**EXERCISE DIRECTIONS:** Nothing left out, nothing added: return the full set of records.

-------- INPUT MATERIAL

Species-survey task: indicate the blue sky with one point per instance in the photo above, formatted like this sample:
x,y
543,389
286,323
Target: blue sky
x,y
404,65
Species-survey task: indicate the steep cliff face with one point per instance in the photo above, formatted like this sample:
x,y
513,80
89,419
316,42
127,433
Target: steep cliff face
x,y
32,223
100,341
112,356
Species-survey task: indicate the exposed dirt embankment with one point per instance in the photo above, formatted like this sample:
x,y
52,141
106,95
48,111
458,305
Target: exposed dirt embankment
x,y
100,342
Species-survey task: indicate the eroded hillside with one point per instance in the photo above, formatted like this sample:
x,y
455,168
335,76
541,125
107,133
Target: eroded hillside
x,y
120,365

----------------

**SOLUTION TO THIS EXERCISE:**
Species-survey task: indicate the blue sky with one point per instance in the photo above, formatted like this sample:
x,y
543,389
286,323
Target: blue sky
x,y
404,65
Species-survey task: indicate the steep cliff face with one point per instance in the photo above, formatted like this sample:
x,y
513,80
89,419
316,42
127,433
Target: steep cliff face
x,y
32,223
100,341
112,356
Species-survey task: indicate the exposed dirt embankment with one point per instance in the photo above, formatted like this sample:
x,y
52,141
106,95
48,111
458,305
Target: exposed dirt embankment
x,y
100,342
Species-survey task: indicate the eroded hillside with one point per instance in the photo above, formatted like this sample:
x,y
455,168
335,76
541,125
107,133
Target: eroded hillside
x,y
120,365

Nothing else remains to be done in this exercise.